* _EXERCISE INPUTS_

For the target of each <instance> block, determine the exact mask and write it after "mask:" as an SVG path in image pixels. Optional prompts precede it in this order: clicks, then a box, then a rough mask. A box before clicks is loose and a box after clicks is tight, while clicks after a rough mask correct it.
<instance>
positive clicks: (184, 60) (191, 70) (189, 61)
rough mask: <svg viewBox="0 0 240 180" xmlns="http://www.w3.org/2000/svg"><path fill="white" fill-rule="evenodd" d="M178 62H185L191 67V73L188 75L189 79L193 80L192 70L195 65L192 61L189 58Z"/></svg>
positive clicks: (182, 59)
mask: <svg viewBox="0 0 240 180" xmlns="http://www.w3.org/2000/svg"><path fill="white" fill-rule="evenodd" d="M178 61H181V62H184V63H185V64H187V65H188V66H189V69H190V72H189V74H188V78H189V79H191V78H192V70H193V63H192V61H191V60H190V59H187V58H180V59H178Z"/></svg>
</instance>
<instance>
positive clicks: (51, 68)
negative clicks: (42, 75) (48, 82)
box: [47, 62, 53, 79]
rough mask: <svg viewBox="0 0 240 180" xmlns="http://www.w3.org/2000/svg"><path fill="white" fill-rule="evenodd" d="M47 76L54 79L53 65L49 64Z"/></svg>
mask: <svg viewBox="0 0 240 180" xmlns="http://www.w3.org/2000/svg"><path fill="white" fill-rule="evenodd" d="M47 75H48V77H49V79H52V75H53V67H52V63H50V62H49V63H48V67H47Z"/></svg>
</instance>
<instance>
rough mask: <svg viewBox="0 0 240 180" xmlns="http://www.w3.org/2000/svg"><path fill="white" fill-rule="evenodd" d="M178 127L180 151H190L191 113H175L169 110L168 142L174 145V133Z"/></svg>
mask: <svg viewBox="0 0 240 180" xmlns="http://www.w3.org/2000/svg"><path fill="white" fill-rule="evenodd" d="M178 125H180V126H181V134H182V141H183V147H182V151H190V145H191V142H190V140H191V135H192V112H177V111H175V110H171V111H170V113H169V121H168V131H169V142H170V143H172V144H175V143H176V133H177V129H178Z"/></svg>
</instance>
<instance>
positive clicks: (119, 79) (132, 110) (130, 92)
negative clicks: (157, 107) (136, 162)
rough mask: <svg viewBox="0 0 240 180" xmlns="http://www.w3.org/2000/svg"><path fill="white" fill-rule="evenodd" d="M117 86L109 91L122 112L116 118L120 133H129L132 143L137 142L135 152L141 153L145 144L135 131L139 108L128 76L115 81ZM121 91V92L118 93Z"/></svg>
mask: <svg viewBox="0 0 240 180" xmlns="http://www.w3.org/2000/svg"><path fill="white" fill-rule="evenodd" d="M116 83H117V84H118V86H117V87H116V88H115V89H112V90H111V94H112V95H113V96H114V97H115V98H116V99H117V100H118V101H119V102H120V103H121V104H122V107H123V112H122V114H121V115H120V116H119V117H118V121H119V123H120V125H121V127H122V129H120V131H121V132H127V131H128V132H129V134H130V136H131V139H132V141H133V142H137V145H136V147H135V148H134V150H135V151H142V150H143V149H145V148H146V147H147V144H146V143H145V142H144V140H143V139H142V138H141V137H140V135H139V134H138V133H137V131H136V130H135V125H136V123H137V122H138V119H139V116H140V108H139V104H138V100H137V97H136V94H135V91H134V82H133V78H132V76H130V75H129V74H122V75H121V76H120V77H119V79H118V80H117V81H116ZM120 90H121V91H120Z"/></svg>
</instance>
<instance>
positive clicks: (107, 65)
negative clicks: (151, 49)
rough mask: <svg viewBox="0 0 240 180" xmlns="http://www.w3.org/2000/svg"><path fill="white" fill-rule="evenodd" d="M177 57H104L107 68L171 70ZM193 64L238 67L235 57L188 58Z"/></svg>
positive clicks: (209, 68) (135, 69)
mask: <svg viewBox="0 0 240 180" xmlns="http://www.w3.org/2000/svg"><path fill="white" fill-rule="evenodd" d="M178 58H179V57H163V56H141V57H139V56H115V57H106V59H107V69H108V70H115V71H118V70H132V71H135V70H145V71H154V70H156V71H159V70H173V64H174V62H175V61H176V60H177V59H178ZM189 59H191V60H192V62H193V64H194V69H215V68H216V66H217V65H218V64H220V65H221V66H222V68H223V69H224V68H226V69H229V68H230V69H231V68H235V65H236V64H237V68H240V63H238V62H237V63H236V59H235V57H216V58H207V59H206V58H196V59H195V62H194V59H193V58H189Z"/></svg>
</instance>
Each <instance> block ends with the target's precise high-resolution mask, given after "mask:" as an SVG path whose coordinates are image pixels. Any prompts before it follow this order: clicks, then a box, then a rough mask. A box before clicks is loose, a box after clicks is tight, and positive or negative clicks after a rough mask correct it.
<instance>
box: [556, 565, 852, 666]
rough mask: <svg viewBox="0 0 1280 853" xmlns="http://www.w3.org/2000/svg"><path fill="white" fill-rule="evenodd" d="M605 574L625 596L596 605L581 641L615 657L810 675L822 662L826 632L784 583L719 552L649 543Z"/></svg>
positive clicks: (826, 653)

* _WHAT TO PRODUCE_
Note every line of the records that holds the word "image", and copy it.

* _RESULT OF THIS TASK_
For the target of each <instance> block, determine the exact mask and write it after "mask:" as an SVG path in image pixels. Optional prompts precede it in this order: clicks, then a box, then a rough mask. A box before clicks is loose and a box after clicks is tight, while clicks after a rough mask correct it.
Each <instance> block ends with the target's precise high-resolution mask, given after "mask:" as an SVG path whose coordinates are image pixels. Any prompts before it follow this order: clicks, then a box, then a rough mask. A box before clicks is loose, a box after clicks is tight, and positive or negative clicks after a rough mask correct it.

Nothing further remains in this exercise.